[START Text extract]
To make matters worse, about 30 years after my house was built a detached garage was added in the back.

Given the relative locations of the drain, garage and alley it was very likely that the main sewer line ran directly under the garage, making it much more difficult and expensive to replace than it otherwise would have been.


At that point I was pretty much resigned to the fact that I was just gonna have to call a plumber a few times a year to come snake the thing out. But then an idea occurred to me.


All those plumbers really had that I didn't was a big fancy power auger... maybe I could buy one.

On one hand it seemed like a ridiculous thing for a non-plumber to own, but given the fact that I'd already spent WAY over a thousand dollars on the stupid drain, it started to sound like it might be down right cost effective!


So I hopped on the interwebs to see if I could price power augers, and somewhere in my search I stumbled upon something called a sewer rod.

Turns out that I'm not the only person on the planet who's ever had the problem of a clogged floor drain - go figure - and there actually does exist a tool designed for just this problem!


Basically a sewer rod is a long sturdy but flexible metal tape with a spear pointed roller ball on the end designed specifically for clearing sewer pipes.


It's much sturdier than your typical snake or auger and the ball on the end is designed to punch through big clogs. And get this, the thing cost less than $50!


So I hopped in the car, ran over to my local home improvement store, plunked down my $37.50 for a 50 foot sewer rod and voila! In about 10 minutes I had the drain running smoother than it had at any time since I'd owned the house! I felt like a genuine plumbing whiz!


It's not like the problem is completely solved... it still clogs every 6 months or so. But over the years I've learned to recognize the tell tale glugging sound that it starts to make when the thing is starting to clog.

So whenever I hear it, like I did today, I just run down to the laundry room, whip out my handy dandy sewer rod and fix it before it has a chance to back up and become a problem.
[END Text extract]
[START Recorded data]
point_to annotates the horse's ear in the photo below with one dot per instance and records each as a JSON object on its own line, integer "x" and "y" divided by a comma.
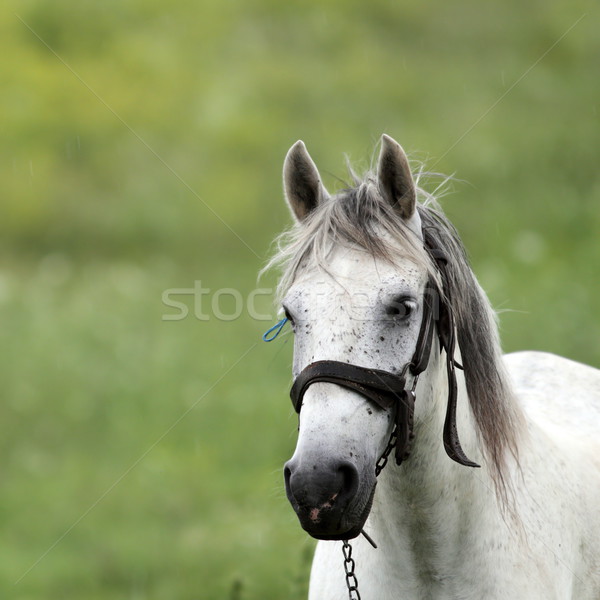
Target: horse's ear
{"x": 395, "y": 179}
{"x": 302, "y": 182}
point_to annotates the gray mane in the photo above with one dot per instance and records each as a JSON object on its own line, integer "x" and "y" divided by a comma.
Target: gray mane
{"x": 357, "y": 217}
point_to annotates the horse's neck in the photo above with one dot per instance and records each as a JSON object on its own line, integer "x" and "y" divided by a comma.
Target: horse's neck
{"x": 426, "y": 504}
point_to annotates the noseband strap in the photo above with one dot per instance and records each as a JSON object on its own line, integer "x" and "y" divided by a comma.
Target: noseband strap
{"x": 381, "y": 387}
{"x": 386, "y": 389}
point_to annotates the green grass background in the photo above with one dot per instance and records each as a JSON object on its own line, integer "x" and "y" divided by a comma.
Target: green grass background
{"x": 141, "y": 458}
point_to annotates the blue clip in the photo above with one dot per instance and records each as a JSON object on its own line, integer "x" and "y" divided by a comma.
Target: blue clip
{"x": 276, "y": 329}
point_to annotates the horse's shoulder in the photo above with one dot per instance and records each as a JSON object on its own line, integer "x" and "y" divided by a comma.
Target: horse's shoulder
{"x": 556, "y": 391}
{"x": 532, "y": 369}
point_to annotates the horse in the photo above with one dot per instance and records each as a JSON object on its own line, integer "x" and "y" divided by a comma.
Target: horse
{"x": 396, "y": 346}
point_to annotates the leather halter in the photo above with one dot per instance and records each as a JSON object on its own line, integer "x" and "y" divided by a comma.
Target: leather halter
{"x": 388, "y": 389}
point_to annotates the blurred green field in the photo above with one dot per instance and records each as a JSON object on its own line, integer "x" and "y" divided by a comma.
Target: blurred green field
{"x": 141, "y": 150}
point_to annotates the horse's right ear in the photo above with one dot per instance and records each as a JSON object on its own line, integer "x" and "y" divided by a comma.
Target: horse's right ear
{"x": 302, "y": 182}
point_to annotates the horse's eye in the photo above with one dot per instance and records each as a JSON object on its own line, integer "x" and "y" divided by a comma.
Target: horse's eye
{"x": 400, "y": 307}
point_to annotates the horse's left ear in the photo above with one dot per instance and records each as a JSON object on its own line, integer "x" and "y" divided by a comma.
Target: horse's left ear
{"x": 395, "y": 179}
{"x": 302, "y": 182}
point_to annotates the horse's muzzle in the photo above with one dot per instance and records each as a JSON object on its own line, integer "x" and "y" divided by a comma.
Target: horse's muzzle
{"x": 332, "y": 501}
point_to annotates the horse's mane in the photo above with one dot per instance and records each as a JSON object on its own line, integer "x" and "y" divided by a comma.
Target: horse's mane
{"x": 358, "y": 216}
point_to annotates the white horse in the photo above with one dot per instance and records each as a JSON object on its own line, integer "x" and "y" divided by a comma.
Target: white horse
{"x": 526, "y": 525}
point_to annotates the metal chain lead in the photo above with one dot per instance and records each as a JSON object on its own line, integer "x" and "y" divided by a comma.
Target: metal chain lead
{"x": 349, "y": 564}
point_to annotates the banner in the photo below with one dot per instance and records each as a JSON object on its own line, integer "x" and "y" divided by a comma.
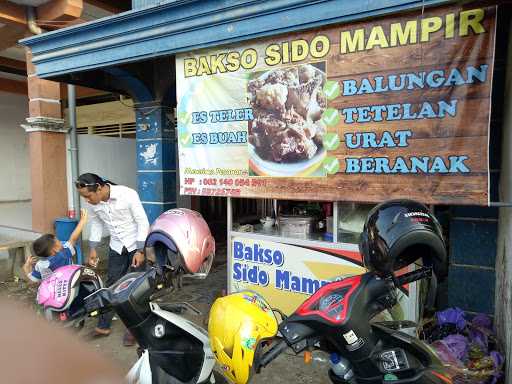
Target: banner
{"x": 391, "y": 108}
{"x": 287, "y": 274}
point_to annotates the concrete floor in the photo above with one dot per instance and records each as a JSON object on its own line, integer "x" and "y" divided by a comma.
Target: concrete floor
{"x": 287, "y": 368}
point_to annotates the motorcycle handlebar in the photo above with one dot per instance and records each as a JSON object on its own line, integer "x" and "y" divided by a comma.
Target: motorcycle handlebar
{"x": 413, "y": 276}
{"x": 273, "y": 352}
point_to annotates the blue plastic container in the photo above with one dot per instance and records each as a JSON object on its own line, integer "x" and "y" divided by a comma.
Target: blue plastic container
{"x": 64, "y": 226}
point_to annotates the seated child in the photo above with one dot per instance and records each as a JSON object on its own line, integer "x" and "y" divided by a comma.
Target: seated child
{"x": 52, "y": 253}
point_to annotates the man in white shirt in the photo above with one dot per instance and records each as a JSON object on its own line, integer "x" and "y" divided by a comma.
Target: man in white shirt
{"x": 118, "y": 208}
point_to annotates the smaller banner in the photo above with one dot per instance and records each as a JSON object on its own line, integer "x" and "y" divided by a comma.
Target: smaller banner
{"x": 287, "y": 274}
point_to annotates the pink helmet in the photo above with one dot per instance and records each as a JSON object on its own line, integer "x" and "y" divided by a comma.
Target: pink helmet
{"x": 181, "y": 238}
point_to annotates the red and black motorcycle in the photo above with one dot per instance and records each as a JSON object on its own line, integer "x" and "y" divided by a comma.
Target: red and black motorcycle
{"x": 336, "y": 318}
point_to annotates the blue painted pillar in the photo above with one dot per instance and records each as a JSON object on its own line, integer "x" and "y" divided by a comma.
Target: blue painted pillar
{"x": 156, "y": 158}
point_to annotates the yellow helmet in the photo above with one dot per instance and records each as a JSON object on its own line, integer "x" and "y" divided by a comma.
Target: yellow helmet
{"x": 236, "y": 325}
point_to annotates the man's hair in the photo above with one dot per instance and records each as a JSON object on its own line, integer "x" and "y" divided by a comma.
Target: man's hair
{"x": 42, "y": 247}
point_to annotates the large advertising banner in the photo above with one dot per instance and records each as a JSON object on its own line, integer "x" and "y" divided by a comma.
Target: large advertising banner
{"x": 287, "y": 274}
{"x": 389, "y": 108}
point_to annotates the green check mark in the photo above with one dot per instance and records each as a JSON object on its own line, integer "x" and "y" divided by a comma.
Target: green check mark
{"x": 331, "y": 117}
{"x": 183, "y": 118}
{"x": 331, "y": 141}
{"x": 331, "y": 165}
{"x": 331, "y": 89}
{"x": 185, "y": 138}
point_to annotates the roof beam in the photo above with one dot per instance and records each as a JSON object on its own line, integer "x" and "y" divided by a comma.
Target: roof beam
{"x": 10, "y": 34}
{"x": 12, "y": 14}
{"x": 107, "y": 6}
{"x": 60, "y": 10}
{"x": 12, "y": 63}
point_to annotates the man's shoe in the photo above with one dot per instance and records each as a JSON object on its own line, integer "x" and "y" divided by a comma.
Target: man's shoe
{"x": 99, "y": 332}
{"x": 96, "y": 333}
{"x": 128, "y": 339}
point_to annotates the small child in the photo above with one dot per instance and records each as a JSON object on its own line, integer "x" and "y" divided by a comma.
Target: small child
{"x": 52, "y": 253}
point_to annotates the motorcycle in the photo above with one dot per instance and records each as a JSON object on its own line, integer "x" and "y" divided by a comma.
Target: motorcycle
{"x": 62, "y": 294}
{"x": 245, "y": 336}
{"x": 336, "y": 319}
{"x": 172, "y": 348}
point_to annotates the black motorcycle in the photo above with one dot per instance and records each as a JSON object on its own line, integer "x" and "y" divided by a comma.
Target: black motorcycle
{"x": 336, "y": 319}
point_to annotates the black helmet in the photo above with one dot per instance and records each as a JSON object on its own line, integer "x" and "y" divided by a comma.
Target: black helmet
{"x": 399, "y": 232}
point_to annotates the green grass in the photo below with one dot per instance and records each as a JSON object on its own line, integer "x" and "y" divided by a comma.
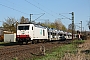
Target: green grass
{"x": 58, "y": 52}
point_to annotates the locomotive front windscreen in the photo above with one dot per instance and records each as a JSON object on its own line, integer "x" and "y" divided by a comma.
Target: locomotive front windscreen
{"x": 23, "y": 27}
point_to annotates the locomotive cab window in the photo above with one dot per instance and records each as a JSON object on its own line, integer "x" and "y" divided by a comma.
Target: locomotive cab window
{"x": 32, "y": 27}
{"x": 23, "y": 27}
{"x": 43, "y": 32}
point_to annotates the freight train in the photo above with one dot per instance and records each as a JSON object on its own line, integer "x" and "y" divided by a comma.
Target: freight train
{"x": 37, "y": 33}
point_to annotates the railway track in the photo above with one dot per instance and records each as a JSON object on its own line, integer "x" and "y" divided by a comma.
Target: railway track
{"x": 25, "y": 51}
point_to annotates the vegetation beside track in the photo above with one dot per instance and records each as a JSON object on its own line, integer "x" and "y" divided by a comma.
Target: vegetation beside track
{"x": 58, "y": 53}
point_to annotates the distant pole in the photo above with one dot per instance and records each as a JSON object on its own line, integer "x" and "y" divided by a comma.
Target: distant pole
[END Recorded data]
[START Recorded data]
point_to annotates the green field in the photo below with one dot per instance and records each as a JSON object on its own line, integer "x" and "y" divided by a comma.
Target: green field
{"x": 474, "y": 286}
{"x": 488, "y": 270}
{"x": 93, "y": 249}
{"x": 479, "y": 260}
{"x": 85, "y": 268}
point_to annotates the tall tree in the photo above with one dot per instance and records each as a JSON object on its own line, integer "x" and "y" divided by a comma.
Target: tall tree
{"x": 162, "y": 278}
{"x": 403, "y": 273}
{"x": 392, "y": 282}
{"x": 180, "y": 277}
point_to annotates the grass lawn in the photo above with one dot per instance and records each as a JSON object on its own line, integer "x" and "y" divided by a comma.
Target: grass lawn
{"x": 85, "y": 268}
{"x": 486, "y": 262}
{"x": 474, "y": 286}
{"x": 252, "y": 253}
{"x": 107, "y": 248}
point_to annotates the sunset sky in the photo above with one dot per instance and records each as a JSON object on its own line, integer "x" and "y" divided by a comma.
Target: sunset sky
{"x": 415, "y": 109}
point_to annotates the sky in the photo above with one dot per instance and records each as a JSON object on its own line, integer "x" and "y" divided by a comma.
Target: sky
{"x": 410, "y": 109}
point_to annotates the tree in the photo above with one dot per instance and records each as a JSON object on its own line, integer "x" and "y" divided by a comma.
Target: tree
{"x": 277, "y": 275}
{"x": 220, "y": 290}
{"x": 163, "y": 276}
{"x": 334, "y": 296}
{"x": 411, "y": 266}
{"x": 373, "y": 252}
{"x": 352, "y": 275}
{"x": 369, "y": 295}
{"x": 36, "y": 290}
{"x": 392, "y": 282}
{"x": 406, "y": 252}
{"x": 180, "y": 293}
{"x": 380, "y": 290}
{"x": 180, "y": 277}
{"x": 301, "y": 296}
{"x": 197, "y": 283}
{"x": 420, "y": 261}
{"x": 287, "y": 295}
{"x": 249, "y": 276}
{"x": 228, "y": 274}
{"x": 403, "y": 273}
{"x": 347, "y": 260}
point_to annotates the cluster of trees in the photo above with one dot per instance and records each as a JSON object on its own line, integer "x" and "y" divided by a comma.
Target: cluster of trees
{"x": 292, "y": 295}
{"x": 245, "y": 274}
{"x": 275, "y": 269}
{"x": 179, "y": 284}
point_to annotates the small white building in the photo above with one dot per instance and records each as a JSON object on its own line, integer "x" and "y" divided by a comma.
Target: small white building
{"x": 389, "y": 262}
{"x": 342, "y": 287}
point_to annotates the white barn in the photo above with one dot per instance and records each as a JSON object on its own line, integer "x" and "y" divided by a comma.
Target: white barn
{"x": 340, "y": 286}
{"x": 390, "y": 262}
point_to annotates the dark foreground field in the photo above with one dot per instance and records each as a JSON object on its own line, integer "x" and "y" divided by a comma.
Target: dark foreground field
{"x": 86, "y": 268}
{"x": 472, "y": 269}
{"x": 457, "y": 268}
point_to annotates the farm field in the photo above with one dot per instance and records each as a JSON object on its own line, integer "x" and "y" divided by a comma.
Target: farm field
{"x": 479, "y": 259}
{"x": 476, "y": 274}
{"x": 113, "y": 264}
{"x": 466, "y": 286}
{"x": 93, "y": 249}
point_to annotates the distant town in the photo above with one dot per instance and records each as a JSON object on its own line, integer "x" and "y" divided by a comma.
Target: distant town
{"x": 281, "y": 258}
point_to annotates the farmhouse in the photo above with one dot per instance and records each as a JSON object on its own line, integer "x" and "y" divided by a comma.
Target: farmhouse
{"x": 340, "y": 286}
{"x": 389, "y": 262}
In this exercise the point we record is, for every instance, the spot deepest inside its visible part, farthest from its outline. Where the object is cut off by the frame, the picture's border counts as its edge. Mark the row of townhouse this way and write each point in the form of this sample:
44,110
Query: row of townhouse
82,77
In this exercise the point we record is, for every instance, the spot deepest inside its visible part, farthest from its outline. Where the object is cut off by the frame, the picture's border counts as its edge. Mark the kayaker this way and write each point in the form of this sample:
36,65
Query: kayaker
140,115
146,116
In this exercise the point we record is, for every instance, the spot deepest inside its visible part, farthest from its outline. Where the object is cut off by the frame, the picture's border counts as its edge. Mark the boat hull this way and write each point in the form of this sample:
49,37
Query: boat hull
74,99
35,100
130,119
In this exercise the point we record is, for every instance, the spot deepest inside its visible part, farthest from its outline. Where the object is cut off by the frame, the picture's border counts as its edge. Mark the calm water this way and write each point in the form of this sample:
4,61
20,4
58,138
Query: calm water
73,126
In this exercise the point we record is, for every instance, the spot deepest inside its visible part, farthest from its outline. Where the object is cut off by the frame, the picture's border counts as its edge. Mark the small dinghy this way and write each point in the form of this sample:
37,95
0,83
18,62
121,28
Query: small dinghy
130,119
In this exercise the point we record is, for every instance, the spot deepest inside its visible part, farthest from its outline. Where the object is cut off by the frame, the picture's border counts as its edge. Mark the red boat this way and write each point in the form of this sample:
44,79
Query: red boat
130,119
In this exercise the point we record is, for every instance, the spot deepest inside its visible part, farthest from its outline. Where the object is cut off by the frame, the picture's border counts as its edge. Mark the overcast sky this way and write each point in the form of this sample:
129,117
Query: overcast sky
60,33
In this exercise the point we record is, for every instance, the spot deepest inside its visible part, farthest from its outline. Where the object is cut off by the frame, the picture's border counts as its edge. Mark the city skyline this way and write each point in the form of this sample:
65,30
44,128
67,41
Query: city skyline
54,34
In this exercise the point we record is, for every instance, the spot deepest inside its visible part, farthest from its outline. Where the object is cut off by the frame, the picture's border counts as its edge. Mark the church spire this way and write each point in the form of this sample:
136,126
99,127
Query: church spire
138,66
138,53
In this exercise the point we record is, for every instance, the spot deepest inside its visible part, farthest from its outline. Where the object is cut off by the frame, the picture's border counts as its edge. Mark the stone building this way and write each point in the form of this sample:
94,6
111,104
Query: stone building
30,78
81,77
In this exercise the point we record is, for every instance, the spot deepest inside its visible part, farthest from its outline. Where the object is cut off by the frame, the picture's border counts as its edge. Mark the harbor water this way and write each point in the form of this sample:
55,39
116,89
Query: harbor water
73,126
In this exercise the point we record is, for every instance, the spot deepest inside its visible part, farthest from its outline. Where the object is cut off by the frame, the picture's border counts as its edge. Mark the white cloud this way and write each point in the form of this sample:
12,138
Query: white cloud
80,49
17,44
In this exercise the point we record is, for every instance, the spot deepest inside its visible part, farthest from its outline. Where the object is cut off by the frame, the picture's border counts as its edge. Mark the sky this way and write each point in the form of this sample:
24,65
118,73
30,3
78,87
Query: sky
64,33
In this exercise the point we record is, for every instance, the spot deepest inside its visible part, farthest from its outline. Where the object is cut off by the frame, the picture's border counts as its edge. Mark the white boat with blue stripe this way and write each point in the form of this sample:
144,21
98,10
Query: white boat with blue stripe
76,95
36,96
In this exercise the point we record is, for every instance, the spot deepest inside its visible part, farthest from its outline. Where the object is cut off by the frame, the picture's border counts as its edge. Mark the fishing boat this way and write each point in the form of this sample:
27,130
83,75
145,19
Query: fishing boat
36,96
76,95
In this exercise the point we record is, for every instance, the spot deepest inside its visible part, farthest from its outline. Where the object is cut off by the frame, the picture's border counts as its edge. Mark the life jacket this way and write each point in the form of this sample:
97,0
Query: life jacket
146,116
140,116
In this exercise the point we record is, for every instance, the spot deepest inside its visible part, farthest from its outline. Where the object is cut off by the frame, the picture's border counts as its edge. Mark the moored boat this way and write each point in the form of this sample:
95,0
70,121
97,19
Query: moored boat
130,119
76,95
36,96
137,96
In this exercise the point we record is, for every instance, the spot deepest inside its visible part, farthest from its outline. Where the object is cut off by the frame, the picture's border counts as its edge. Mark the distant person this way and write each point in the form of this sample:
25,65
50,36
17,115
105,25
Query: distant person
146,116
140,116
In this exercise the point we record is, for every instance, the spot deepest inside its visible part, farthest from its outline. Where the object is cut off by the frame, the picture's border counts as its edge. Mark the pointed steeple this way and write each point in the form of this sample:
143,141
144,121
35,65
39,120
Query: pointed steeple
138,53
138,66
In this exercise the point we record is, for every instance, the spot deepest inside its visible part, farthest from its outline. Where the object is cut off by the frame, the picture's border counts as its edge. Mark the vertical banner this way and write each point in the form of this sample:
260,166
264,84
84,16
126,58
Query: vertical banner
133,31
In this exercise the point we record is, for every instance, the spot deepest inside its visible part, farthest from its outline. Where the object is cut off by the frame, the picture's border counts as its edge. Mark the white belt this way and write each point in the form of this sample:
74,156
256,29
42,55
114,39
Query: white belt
[END Recorded data]
Repeat the whole sewer rod text word for word. The records are unrelated to the text and stand on their own.

» Result of this exercise:
To make matters worse, about 30 years after my house was built a detached garage was added in the back.

Given the relative locations of the drain, garage and alley it was very likely that the main sewer line ran directly under the garage, making it much more difficult and expensive to replace than it otherwise would have been.


At that point I was pretty much resigned to the fact that I was just gonna have to call a plumber a few times a year to come snake the thing out. But then an idea occurred to me.


All those plumbers really had that I didn't was a big fancy power auger... maybe I could buy one.

On one hand it seemed like a ridiculous thing for a non-plumber to own, but given the fact that I'd already spent WAY over a thousand dollars on the stupid drain, it started to sound like it might be down right cost effective!


So I hopped on the interwebs to see if I could price power augers, and somewhere in my search I stumbled upon something called a sewer rod.

Turns out that I'm not the only person on the planet who's ever had the problem of a clogged floor drain - go figure - and there actually does exist a tool designed for just this problem!


Basically a sewer rod is a long sturdy but flexible metal tape with a spear pointed roller ball on the end designed specifically for clearing sewer pipes.


It's much sturdier than your typical snake or auger and the ball on the end is designed to punch through big clogs. And get this, the thing cost less than $50!


So I hopped in the car, ran over to my local home improvement store, plunked down my $37.50 for a 50 foot sewer rod and voila! In about 10 minutes I had the drain running smoother than it had at any time since I'd owned the house! I felt like a genuine plumbing whiz!


It's not like the problem is completely solved... it still clogs every 6 months or so. But over the years I've learned to recognize the tell tale glugging sound that it starts to make when the thing is starting to clog.

So whenever I hear it, like I did today, I just run down to the laundry room, whip out my handy dandy sewer rod and fix it before it has a chance to back up and become a problem.